Stored items:
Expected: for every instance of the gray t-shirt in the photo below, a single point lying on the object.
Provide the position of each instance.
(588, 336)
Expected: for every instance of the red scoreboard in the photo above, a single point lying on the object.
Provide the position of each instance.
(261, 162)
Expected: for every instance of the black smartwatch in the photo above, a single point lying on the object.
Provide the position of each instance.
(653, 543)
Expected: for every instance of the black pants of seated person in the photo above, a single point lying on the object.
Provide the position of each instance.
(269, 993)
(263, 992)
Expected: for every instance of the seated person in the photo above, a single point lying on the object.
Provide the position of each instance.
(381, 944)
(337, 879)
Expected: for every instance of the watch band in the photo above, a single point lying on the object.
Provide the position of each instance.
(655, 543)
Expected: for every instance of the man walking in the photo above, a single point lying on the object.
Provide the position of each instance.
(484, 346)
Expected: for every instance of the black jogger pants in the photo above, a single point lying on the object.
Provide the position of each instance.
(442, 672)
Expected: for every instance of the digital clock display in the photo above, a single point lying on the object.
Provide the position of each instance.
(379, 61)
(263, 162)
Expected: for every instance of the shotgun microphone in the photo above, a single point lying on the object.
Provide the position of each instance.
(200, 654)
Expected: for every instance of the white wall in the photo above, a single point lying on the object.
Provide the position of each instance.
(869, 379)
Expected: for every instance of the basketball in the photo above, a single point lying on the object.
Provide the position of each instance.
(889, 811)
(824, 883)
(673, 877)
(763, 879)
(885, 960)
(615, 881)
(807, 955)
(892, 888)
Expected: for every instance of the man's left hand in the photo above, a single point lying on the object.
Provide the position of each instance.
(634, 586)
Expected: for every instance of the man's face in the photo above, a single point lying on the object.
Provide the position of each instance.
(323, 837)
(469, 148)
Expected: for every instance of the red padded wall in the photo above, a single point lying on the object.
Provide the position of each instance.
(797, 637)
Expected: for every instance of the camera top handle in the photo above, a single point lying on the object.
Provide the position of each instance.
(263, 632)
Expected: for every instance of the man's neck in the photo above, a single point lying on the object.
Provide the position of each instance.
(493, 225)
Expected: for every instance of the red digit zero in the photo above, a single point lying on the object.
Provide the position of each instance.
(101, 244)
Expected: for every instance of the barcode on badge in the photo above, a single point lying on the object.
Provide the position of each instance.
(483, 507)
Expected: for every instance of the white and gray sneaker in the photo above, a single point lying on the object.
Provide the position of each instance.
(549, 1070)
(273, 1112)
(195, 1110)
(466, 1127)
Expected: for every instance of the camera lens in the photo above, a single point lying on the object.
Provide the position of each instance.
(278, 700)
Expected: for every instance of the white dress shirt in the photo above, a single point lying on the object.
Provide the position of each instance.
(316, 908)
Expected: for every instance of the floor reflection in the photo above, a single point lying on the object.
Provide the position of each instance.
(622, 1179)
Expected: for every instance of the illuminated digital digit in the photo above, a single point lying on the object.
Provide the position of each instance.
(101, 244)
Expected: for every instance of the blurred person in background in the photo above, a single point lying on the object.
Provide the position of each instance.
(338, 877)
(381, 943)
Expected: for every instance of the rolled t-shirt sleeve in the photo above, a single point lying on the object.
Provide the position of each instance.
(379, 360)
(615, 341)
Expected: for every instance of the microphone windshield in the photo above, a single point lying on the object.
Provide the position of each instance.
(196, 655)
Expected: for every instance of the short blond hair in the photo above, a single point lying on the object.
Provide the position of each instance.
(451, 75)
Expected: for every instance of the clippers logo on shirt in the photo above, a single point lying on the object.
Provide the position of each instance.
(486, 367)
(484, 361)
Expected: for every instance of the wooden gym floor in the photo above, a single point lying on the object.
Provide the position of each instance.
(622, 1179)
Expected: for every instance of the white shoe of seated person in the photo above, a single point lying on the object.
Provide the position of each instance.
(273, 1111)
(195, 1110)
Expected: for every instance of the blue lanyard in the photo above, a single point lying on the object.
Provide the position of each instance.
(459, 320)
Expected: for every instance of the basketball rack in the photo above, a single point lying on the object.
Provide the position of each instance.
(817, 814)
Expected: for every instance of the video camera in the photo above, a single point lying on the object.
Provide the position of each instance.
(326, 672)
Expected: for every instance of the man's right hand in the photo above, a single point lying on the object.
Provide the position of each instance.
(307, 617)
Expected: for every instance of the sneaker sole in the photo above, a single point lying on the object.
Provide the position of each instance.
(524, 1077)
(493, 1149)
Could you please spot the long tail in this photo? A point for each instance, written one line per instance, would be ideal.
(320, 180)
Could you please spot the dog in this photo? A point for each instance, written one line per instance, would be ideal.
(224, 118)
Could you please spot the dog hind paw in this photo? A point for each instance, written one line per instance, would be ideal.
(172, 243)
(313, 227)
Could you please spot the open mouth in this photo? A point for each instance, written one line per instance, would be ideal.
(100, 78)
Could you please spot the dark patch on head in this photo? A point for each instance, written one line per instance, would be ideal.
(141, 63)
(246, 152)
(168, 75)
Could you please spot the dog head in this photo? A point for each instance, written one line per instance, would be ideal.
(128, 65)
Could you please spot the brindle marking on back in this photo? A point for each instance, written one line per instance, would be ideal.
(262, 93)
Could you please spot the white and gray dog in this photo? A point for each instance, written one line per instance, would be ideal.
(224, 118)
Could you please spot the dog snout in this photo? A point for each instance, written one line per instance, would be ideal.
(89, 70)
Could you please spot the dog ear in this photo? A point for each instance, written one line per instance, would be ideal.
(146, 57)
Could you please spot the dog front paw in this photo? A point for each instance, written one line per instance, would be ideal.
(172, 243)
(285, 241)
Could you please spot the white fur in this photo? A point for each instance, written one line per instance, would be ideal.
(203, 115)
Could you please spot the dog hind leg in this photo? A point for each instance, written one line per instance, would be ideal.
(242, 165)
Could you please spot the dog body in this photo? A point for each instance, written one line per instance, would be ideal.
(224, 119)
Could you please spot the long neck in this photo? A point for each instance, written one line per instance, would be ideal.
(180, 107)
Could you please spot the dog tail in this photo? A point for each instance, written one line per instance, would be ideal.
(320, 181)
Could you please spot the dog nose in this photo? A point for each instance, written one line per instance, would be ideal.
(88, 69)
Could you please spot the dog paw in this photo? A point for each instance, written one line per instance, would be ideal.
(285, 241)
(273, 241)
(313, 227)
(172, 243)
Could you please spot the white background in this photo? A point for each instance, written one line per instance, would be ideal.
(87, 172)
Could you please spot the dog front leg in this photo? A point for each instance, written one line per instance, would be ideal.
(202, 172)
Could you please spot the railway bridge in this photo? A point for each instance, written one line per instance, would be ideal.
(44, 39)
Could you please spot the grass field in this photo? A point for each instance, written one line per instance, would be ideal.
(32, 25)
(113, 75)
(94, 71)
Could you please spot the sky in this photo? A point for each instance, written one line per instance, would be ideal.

TASK DIRECTIONS:
Filter the entries above down to the lines containing the word "sneaker".

EXERCISE RESPONSE:
Expected: for every instance of the white and gray sneaker in the photo above, a single point lying on the object.
Expected: for every instance of the sneaker sole in the photo above, a single point lying on the object.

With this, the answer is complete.